### Information
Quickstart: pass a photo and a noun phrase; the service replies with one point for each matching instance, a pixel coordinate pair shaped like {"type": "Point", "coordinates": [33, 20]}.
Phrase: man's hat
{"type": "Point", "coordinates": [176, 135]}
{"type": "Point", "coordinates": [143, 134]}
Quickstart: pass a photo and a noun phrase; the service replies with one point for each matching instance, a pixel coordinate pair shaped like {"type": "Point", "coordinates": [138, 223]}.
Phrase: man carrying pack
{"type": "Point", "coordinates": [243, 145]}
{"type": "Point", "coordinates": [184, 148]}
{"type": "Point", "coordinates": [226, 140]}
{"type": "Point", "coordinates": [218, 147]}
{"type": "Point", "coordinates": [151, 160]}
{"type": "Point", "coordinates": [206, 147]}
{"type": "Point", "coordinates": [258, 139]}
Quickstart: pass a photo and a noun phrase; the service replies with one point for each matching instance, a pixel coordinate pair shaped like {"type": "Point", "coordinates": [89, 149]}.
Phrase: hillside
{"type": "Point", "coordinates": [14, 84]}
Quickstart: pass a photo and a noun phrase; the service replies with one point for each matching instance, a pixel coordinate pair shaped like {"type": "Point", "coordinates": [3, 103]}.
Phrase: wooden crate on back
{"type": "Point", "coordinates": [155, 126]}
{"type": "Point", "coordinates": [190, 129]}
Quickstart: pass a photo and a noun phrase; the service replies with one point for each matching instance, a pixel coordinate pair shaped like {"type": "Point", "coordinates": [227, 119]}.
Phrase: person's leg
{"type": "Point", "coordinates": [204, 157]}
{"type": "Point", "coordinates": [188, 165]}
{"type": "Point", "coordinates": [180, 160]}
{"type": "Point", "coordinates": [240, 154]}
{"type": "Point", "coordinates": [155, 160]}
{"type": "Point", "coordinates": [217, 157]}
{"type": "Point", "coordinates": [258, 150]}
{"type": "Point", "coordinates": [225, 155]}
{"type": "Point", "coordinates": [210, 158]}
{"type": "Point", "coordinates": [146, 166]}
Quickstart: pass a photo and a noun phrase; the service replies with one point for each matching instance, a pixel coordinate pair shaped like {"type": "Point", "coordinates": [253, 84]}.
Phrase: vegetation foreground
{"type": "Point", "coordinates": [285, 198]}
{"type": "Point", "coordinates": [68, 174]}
######
> **About this exercise**
Repeat all the records without altering a single word.

> **Exercise solution**
Quickstart: pass a photo and a noun phrase; the service replies with one point for each matching instance, a pixel coordinate pair shaped like {"type": "Point", "coordinates": [33, 20]}.
Phrase: man's hat
{"type": "Point", "coordinates": [176, 135]}
{"type": "Point", "coordinates": [143, 134]}
Quickstart: pass a photo and a noun phrase; the service replies with one point for each matching instance, a pixel coordinate pair shaped like {"type": "Point", "coordinates": [138, 223]}.
Phrase: man carrying pack
{"type": "Point", "coordinates": [243, 145]}
{"type": "Point", "coordinates": [184, 148]}
{"type": "Point", "coordinates": [226, 140]}
{"type": "Point", "coordinates": [218, 147]}
{"type": "Point", "coordinates": [151, 160]}
{"type": "Point", "coordinates": [206, 147]}
{"type": "Point", "coordinates": [258, 139]}
Quickstart: pass a photo and a noun phrase; the service replies with one point for each matching instance, a pixel coordinate pair shaped like {"type": "Point", "coordinates": [89, 149]}.
Phrase: hillside
{"type": "Point", "coordinates": [14, 84]}
Quickstart: pass a photo and a noun phrase; the service replies with one point for each matching instance, a pixel coordinate pair shaped like {"type": "Point", "coordinates": [3, 103]}.
Phrase: wooden crate on back
{"type": "Point", "coordinates": [155, 126]}
{"type": "Point", "coordinates": [190, 129]}
Quickstart: pass a photo and a noun phrase; the service replies with one point for each matching instance, a pixel coordinate pair shaped like {"type": "Point", "coordinates": [227, 119]}.
Phrase: person's leg
{"type": "Point", "coordinates": [204, 157]}
{"type": "Point", "coordinates": [188, 165]}
{"type": "Point", "coordinates": [180, 160]}
{"type": "Point", "coordinates": [240, 154]}
{"type": "Point", "coordinates": [155, 160]}
{"type": "Point", "coordinates": [217, 157]}
{"type": "Point", "coordinates": [258, 150]}
{"type": "Point", "coordinates": [225, 155]}
{"type": "Point", "coordinates": [210, 158]}
{"type": "Point", "coordinates": [146, 166]}
Quickstart: pass a photo and a noun phrase; the service replies with one point for each matching instance, a pixel coordinate pair shaped like {"type": "Point", "coordinates": [253, 84]}.
Phrase: vegetation foreground
{"type": "Point", "coordinates": [285, 198]}
{"type": "Point", "coordinates": [68, 174]}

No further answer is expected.